TEXTO DE PÁGINA
'''
“¿Ustedes me conocen y saben de dónde soy?"
El misterio pascual es Cristo en el culmen de la revelación del inescrutable misterio de Dios. Precisamente entonces se cumplen hasta lo último las palabras pronunciadas en el cenáculo: “Quien me ha visto a mí, ha visto al Padre.” (Jn 14,9) Efectivamente, Cristo, a quien el Padre “no perdonó” (Rm 8,32) en bien del hombre y que en su pasión así como en el suplicio de la cruz no encontró misericordia humana, en su resurrección ha revelado la plenitud del amor que EL Padre nutre por El y, en El, por todos los hombres. “No es un Dios de muertos, sino de vivos.” (Mc 12,27)
En su Resurrección, Cristo ha revelado al Dios del Amor misericordioso, precisamente porque ha aceptado la Cruz como vía hacia la resurrección. Por esto –cuando recordamos la cruz de Cristo, su pasión y su muerte- nuestra fe y nuestra esperanza se centran en el resucitado: en Cristo que “la tarde de aquel mismo día, el primero después del sábado... se presentó en medio de ellos” en el cenáculo, “donde estaban los discípulos..., alentó sobre ellos y les dijo: recibid el Espíritu Santo; a quienes perdonéis los pecados les serán perdonados y a quienes los retengáis les serán retenidos.” (Jn 20, 19ss)
'''
DATOS SIN PROCESAR
'''
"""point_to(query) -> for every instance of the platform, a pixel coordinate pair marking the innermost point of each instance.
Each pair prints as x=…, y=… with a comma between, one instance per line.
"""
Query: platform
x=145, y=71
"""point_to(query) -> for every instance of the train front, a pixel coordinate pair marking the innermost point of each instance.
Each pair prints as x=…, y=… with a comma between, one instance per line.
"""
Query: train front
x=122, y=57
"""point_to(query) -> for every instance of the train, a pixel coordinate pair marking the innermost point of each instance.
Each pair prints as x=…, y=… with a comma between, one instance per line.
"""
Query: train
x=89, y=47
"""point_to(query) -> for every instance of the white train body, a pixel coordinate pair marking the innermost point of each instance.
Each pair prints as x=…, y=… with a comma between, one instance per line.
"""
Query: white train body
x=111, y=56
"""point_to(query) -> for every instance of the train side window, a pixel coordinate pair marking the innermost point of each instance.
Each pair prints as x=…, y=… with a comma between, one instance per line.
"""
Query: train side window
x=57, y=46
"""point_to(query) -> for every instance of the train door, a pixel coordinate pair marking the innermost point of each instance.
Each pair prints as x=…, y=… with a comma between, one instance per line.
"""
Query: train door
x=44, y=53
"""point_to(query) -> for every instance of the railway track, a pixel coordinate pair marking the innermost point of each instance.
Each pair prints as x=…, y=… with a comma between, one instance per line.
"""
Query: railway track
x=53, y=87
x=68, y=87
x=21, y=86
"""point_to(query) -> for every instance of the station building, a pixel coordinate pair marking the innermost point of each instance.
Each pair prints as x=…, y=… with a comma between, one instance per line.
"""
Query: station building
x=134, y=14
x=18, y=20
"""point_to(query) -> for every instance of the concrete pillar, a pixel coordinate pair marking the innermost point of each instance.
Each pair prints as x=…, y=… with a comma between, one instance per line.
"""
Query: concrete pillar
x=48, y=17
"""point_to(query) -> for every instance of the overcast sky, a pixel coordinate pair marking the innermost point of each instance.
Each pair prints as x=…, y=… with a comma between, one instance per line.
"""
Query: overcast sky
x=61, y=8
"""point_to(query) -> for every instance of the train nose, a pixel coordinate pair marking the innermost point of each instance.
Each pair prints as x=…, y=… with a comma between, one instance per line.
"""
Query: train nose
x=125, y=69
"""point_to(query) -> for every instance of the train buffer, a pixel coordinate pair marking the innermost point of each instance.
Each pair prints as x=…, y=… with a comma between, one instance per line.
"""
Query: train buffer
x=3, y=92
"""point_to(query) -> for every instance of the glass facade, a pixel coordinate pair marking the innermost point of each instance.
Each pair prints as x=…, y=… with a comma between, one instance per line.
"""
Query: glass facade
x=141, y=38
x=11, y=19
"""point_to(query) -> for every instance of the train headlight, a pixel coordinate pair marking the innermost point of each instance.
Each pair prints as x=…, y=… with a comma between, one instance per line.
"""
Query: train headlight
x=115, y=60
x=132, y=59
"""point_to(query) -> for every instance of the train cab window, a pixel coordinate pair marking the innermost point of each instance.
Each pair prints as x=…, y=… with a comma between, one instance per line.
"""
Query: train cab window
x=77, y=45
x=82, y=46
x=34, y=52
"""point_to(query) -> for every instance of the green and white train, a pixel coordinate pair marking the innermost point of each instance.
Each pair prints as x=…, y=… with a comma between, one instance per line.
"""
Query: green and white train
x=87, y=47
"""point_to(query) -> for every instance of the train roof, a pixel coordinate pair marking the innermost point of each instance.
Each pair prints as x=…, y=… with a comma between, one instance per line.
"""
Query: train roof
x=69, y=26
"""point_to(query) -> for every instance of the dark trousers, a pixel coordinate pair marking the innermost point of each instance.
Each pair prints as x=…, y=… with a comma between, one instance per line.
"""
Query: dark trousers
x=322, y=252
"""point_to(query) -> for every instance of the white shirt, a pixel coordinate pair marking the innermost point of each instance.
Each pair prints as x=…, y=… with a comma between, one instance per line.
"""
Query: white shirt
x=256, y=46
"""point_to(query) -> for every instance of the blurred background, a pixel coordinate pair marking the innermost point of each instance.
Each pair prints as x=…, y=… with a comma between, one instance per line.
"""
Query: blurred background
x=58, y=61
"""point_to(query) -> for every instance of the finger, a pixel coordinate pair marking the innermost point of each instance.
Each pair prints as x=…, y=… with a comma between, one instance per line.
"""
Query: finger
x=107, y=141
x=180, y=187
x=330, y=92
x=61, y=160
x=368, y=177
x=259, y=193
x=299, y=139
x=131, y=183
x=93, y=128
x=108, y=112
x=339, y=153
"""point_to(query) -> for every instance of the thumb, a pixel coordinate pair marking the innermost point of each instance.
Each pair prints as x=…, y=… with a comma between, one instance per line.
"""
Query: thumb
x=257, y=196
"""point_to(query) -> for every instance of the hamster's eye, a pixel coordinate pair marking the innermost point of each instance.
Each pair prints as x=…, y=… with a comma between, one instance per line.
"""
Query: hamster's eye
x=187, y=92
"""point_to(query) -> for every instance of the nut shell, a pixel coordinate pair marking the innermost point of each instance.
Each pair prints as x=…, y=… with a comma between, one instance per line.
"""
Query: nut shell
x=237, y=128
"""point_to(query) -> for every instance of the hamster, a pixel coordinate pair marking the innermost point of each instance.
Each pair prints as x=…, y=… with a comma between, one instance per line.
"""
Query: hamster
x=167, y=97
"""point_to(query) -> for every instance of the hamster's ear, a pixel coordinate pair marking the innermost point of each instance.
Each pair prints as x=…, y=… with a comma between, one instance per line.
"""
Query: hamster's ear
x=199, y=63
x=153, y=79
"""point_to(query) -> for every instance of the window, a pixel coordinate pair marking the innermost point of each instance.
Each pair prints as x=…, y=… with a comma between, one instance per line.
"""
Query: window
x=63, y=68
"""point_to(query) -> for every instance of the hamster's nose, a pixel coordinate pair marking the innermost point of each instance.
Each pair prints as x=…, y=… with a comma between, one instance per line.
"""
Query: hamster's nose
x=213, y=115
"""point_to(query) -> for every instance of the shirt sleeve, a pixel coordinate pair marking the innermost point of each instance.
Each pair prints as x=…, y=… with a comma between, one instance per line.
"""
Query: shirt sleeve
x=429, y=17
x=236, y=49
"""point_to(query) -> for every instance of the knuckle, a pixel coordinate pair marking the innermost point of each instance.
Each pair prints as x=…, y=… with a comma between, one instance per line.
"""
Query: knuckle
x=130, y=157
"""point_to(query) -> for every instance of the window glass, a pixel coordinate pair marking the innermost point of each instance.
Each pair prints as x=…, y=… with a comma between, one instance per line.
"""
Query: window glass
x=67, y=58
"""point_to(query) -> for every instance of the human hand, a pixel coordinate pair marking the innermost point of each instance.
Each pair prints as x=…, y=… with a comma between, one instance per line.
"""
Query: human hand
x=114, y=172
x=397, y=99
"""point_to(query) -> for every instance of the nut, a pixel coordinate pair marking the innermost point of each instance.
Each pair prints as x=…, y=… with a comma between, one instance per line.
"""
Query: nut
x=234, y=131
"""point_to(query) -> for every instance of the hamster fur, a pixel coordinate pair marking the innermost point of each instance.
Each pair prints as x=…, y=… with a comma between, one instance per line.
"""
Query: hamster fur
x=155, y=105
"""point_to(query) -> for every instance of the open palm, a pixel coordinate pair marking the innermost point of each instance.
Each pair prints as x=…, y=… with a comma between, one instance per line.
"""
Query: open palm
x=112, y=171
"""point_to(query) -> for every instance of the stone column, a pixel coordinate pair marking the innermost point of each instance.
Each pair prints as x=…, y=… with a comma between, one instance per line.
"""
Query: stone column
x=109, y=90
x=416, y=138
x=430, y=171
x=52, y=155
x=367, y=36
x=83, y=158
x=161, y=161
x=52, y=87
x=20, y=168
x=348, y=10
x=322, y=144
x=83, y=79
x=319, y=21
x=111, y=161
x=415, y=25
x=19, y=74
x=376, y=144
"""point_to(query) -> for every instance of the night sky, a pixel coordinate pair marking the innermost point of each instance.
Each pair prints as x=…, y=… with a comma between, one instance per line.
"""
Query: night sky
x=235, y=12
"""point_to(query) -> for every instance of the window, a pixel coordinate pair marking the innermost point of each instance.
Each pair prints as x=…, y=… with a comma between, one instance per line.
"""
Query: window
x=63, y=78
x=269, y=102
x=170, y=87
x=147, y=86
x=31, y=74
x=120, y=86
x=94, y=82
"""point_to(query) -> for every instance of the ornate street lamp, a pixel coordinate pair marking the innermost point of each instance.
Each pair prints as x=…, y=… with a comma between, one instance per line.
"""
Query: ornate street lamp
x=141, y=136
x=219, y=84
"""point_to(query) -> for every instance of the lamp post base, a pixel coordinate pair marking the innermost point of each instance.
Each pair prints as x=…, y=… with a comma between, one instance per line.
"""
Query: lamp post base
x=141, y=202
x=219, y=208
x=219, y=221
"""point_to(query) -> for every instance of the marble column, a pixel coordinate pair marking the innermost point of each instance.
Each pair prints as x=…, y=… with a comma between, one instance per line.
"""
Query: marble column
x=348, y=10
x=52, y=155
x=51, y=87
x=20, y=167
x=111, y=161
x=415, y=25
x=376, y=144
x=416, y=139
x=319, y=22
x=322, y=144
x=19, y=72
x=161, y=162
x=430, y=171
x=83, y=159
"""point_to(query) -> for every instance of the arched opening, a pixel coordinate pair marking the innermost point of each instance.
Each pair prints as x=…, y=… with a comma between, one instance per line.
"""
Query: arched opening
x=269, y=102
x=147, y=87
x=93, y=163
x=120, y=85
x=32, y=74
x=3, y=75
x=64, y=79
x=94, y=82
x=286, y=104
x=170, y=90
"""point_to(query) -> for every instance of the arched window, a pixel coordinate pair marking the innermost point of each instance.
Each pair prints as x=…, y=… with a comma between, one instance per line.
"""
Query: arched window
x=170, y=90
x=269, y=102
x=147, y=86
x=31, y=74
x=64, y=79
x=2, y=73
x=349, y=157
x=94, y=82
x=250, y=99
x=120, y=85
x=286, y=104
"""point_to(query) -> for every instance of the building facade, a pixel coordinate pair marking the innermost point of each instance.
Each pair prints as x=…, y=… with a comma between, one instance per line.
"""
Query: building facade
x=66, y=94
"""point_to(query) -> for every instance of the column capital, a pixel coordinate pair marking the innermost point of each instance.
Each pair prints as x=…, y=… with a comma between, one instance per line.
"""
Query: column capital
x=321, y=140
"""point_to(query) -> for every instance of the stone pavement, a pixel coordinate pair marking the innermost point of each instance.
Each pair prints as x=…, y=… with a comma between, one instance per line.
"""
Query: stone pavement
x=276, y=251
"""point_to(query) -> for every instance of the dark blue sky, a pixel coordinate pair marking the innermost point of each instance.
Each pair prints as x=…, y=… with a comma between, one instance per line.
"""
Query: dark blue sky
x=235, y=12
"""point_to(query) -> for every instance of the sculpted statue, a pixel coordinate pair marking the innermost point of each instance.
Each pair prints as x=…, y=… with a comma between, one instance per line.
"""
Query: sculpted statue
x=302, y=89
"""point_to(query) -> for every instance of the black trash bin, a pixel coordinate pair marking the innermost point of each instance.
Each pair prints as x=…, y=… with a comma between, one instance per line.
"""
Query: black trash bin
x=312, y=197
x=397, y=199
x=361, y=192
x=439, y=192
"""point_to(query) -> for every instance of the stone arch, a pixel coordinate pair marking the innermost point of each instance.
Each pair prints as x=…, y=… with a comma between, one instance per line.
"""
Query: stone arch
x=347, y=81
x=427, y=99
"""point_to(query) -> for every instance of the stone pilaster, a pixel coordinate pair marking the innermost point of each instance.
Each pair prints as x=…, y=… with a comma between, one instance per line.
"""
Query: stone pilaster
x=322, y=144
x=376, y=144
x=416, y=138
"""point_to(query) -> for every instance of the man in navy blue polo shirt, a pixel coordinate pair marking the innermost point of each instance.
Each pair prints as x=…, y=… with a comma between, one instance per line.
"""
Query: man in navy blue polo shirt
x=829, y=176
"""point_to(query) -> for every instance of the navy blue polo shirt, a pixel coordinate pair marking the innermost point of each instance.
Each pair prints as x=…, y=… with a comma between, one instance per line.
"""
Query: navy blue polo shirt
'''
Continúa el texto sobre el misterio pascual a partir de la cita de Juan 20 con que termina su último párrafo.

Este es el Hijo de Dios que en su resurrección ha experimentado de manera radical en sí mismo la misericordia, es decir, el amor del Padre que es más fuerte que la muerte. Y es también el mismo Cristo, Hijo de Dios, quien al término –y, en cierto sentido, más allá del término- de su misión mesiánica, se revela a sí mismo como fuente inagotable de la misericordia, del mismo amor que, en la perspectiva ulterior de la historia de la salvación en la Iglesia, debe confirmarse perennemente más fuerte que el pecado.
San Juan Pablo II (1920-2005)
papa
Encíclica “Dios, rico en misericordia” Nº 8 (trad. © copyright Libreria Editrice Vaticana)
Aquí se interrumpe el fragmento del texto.